Point localization data:

== Segment start ==

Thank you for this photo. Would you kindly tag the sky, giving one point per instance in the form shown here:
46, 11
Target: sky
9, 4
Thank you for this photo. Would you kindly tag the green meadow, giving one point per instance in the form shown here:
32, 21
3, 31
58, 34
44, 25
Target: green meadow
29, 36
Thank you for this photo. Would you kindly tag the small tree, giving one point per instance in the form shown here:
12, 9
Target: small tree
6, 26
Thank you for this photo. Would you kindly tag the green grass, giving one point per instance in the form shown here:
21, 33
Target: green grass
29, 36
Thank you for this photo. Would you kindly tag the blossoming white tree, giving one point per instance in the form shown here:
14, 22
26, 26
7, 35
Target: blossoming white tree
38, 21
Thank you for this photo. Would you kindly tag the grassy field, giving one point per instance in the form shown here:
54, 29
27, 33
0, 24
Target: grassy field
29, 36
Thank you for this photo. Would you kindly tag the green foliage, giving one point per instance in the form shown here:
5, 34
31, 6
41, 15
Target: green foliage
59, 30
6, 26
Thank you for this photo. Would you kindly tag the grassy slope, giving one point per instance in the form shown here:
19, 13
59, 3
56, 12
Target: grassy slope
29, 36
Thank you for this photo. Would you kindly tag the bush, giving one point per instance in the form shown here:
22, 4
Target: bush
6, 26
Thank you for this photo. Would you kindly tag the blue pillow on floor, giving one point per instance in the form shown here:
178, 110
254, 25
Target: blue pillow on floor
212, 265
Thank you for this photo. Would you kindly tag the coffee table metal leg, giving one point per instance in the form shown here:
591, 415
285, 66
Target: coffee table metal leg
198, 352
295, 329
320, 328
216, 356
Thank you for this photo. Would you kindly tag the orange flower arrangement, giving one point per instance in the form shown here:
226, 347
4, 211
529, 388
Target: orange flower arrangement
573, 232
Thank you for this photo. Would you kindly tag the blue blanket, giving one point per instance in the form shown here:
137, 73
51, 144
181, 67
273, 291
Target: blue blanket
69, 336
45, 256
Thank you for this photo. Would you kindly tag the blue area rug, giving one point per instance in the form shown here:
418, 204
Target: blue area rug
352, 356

== Segment end ==

Copy out the line holding "grassy slope, giving". Then copy every later line of the data, unchanged, through the last one.

Thank you for this photo. Would you kindly tag the grassy slope, giving one point per instance in the form shown here:
19, 13
59, 3
56, 12
Target: grassy slope
29, 36
Thank you for this photo. Would you kindly tag the bush, giving one point per instance in the form shown here:
22, 4
Target: bush
6, 26
Thank you for this photo. Would you kindly tag the blue pillow on floor, giving one point per instance in the form shown here:
178, 110
254, 25
Target: blue pillow on floor
212, 265
Thank you for this photo. Would you kindly tag the coffee table metal leg, giving one point per instance in the form shown here:
591, 415
285, 66
Target: coffee table metal leg
198, 352
295, 329
320, 328
216, 356
Thank you for this photo. Would you kindly tag the orange flower arrangement, giving one point per instance in the form shown here:
226, 347
4, 211
529, 388
Target: orange flower arrangement
573, 232
Thank you for this photo. Would you kindly tag the blue blanket, giving one point per instance in the form shown here:
137, 73
51, 144
181, 67
273, 291
Target: blue blanket
69, 336
45, 256
Thank you for this photo. Would you kindly tag the blue area rug, giving one point per instance in the form shown here:
418, 204
Target: blue area rug
352, 356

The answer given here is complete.